**Written request**. Below are some records; return each one exactly.

★ ★ ★ ★

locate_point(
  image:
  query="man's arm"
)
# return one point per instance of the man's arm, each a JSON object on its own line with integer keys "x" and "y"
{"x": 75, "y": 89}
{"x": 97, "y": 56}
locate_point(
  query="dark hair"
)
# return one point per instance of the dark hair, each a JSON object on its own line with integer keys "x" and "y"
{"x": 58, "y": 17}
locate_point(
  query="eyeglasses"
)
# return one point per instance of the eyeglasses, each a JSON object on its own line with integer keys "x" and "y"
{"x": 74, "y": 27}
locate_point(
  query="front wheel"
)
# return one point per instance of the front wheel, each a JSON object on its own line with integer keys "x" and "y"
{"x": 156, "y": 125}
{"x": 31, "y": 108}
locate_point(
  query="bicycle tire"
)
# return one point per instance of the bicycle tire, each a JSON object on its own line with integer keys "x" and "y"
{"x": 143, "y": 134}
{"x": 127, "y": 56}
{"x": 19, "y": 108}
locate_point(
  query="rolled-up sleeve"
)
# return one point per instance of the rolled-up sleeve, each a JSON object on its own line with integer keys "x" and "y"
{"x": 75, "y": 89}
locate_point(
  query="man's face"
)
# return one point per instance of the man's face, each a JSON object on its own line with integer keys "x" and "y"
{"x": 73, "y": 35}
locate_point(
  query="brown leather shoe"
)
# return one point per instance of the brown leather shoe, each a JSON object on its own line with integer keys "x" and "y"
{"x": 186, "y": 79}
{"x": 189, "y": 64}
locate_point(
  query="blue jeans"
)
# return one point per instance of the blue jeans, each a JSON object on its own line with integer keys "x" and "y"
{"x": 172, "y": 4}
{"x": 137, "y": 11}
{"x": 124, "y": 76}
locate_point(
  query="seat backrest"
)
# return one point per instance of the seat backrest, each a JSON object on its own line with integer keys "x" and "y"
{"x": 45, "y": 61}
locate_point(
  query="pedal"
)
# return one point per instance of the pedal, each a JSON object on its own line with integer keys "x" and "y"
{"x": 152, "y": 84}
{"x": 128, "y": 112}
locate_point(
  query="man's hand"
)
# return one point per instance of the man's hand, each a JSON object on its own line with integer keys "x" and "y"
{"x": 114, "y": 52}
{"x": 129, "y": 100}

★ ★ ★ ★

**Written reply**.
locate_point(
  image:
  query="man's arm"
)
# return one point per instance of the man's arm, each a JSON object on its own line with integer keys "x" and "y"
{"x": 75, "y": 89}
{"x": 97, "y": 56}
locate_point(
  query="dark hair"
)
# return one point per instance of the dark hair, each a JSON object on its own line with integer keys "x" and "y"
{"x": 58, "y": 17}
locate_point(
  query="eyeglasses"
)
# return one point per instance of the eyeglasses, each a JSON object on its own line with integer keys "x" and "y"
{"x": 74, "y": 27}
locate_point(
  query="front wheel"
)
# return one point per instance of the front wheel, each a JSON object on its own line with integer keys "x" and "y"
{"x": 156, "y": 125}
{"x": 31, "y": 108}
locate_point(
  query="bicycle tire"
)
# return one point per instance of the bicycle tire, each a JSON object on its own line with integer keys "x" and "y"
{"x": 143, "y": 134}
{"x": 127, "y": 56}
{"x": 19, "y": 108}
locate_point(
  query="rolled-up sleeve"
)
# return one point per instance of the rolled-up sleeve, each a JSON object on its own line with integer keys "x" and "y"
{"x": 75, "y": 89}
locate_point(
  query="man's face"
)
# return one point per instance of the man's face, each a JSON object on its own line with integer keys "x" and "y"
{"x": 73, "y": 35}
locate_point(
  query="brown leather shoe"
)
# return one point per instance of the brown leather shoe, each a JSON object on its own line with integer keys "x" and "y"
{"x": 186, "y": 79}
{"x": 189, "y": 64}
locate_point(
  query="blue jeans"
)
# return one point per instance of the blue jeans, each a JSON object on its own line with integer keys "x" and "y"
{"x": 172, "y": 4}
{"x": 137, "y": 11}
{"x": 124, "y": 76}
locate_point(
  query="seat backrest"
)
# return one point per instance of the seat backrest, each a JSON object on its own line with integer keys "x" and "y"
{"x": 45, "y": 61}
locate_point(
  query="pedal"
)
# return one point per instance of the pedal, each a JSON object on its own line with integer keys "x" and "y"
{"x": 152, "y": 84}
{"x": 128, "y": 112}
locate_point(
  query="man's hand"
)
# return one point per instance of the man's hand, each a JSON object on its own line with integer keys "x" and "y"
{"x": 114, "y": 52}
{"x": 129, "y": 100}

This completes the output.